Exactly as they appear, output all of the entries.

═══ Data shown ═══

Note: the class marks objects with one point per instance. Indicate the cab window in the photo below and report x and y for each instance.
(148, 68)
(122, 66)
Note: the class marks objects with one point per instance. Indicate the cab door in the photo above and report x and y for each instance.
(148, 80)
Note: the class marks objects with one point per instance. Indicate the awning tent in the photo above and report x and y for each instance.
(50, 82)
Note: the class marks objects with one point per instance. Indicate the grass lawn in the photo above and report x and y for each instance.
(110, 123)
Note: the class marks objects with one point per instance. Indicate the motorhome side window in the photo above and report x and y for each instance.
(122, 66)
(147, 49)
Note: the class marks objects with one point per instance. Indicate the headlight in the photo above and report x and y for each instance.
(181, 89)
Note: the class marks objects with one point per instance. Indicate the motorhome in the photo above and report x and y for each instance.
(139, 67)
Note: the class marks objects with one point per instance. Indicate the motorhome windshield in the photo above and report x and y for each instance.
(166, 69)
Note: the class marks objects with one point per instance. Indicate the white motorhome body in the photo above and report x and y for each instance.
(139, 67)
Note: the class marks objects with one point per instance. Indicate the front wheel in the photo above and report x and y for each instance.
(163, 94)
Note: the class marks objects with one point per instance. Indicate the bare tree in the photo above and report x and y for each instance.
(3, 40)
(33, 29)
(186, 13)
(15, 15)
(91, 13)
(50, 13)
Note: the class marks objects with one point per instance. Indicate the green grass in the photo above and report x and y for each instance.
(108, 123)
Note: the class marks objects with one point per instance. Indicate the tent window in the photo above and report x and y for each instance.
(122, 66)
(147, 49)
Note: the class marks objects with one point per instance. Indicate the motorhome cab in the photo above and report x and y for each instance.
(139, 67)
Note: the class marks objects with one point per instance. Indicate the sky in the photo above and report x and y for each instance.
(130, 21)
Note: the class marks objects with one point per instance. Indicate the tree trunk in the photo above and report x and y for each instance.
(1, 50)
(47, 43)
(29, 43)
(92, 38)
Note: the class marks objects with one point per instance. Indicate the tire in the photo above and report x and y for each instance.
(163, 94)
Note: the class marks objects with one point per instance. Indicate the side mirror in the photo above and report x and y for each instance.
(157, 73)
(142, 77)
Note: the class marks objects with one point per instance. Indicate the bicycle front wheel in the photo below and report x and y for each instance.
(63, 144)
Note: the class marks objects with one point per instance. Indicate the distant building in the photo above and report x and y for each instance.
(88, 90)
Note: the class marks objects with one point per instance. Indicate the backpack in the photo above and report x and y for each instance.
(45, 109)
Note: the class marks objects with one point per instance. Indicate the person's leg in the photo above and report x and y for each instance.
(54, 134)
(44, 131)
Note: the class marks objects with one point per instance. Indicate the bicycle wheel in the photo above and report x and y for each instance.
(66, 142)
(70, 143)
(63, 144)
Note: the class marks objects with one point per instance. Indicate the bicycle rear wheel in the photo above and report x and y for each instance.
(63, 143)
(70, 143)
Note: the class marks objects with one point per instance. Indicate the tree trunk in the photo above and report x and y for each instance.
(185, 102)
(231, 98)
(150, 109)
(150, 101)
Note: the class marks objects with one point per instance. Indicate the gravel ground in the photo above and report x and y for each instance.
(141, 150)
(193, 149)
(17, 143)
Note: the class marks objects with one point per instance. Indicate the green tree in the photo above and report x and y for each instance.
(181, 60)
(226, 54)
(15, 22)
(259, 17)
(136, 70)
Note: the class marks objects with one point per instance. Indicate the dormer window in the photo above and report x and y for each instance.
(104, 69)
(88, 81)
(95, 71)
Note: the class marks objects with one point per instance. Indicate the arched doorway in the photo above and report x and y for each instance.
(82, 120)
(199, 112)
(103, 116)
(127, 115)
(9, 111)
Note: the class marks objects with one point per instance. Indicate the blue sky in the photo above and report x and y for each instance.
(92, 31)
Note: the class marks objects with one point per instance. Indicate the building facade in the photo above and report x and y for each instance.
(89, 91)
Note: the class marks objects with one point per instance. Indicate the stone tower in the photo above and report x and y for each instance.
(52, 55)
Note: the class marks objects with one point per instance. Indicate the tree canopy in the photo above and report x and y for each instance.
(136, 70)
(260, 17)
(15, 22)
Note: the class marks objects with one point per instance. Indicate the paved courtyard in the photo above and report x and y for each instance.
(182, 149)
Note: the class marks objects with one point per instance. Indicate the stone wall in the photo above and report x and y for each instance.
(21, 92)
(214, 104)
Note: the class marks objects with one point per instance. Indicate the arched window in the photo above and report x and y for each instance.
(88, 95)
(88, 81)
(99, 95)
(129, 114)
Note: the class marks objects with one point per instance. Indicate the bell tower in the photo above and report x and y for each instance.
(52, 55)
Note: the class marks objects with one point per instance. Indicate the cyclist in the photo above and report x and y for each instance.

═══

**Output of the task**
Note: the class marks objects with one point per instance. Indicate the cab window in the photo below and report x and y for each instance.
(148, 68)
(122, 66)
Note: the class marks objects with one point per instance. Indicate the cab door in the photo above and report x and y for each instance.
(148, 80)
Note: the class marks objects with one point per instance. Indicate the awning tent in the photo above and report x and y for each instance.
(50, 82)
Note: the class marks objects with one point per instance. Indicate the grass lawn in the photo above and report x and y for each instance.
(110, 123)
Note: the class marks objects with one point per instance. Indicate the motorhome side window in the photo above and report x and y for each instance.
(122, 66)
(147, 49)
Note: the class marks objects with one point per instance. Indicate the headlight in the photo above and report x and y for each instance.
(181, 89)
Note: the class marks objects with one point per instance. Indicate the motorhome in the photo above and report x and y for each instance.
(139, 67)
Note: the class marks objects with one point per instance. Indicate the motorhome windshield in the photo above and report x and y for each instance.
(166, 69)
Note: the class marks objects with one point per instance. Indicate the white motorhome body in the photo above and report x and y for each instance.
(139, 67)
Note: the class marks objects with one point per instance. Indicate the front wheel in the photo above and report x and y for each instance.
(163, 94)
Note: the class marks objects with one point per instance. Indicate the bare tree in the photo above and report x and y for each instance.
(3, 40)
(33, 29)
(186, 13)
(15, 15)
(91, 13)
(50, 13)
Note: the class marks objects with one point per instance. Indicate the green grass in the photo above and report x and y for each instance.
(108, 123)
Note: the class marks objects with one point per instance. Indicate the tent window in the photo above and report x and y for each instance.
(122, 66)
(147, 49)
Note: the class marks objects with one point per instance. Indicate the motorhome cab in the photo above and report x and y for each instance.
(139, 67)
Note: the class marks objects with one point per instance. Indicate the sky in the photo above and report x and y for each instance.
(130, 21)
Note: the class marks objects with one point per instance. Indicate the tree trunk in the photo above and report x and y for each instance.
(1, 50)
(47, 43)
(29, 43)
(92, 38)
Note: the class marks objects with one point per instance. Indicate the tire in the photo above and report x and y for each instance.
(163, 94)
Note: the class marks objects with one point per instance. Indicate the side mirror in the photo above and report x and y for each instance.
(157, 73)
(142, 77)
Note: the class marks objects with one point per instance. Indicate the bicycle front wheel in the photo below and report x and y for each instance.
(63, 144)
Note: the class marks objects with one point per instance. Indicate the distant building in the photo above and report x and y for each instance.
(88, 90)
Note: the class marks objects with one point per instance. Indicate the backpack in the photo above and report x and y for each instance.
(45, 109)
Note: the class marks objects with one point per instance. Indicate the person's leg in the photo above and report x and y for each instance.
(54, 134)
(44, 131)
Note: the class marks objects with one point per instance. Indicate the bicycle wheel in the photo above and report x and y for each instance.
(66, 142)
(70, 143)
(63, 144)
Note: the class marks objects with one point per instance. Indicate the bicycle rear wheel in the photo above and report x and y for each instance.
(63, 143)
(70, 143)
Note: the class marks objects with one point per instance. Indicate the tree trunk in the photo above and report x and y for each instance.
(185, 102)
(231, 98)
(150, 109)
(150, 101)
Note: the class marks objects with one point per instance. Indicate the gravel ground in the photo above and report x and y for each instance.
(141, 150)
(193, 149)
(17, 143)
Note: the class marks objects with one point per instance. Indicate the green tree in the photo above and report x and y for each instance.
(181, 60)
(226, 54)
(15, 22)
(259, 17)
(136, 70)
Note: the class marks objects with one point per instance. Indicate the dormer window in the photo above and report x and y for each instance.
(104, 69)
(88, 81)
(95, 71)
Note: the class marks objects with one point per instance. Indicate the arched doorway in the photo above and report x and y for each instance.
(82, 120)
(199, 112)
(103, 116)
(127, 115)
(9, 111)
Note: the class marks objects with one point per instance. Indicate the blue sky in the photo above and report x and y for each instance.
(92, 31)
Note: the class marks objects with one point per instance. Indicate the building facade in the photo above and report x and y for each instance.
(89, 91)
Note: the class marks objects with one point per instance. Indicate the stone tower in the photo above and report x and y for each instance.
(52, 55)
Note: the class marks objects with one point per instance. Indicate the tree canopy in the photo above and report x and y for each instance.
(136, 70)
(260, 17)
(15, 22)
Note: the class marks objects with one point per instance. Indicate the paved courtyard in the photo above and report x and y for each instance.
(182, 149)
Note: the class marks objects with one point per instance. Indicate the stone wall in the photo above and report x and y for each instance.
(21, 92)
(214, 104)
Note: the class marks objects with one point per instance. Indicate the arched window in the photo above and report x and y for each instance.
(88, 95)
(88, 81)
(99, 95)
(129, 114)
Note: the class marks objects with one point per instance. Indicate the bell tower in the photo above and report x and y for each instance.
(52, 55)
Note: the class marks objects with one point per instance. Indicate the cyclist in the photo above and report x and y for each instance.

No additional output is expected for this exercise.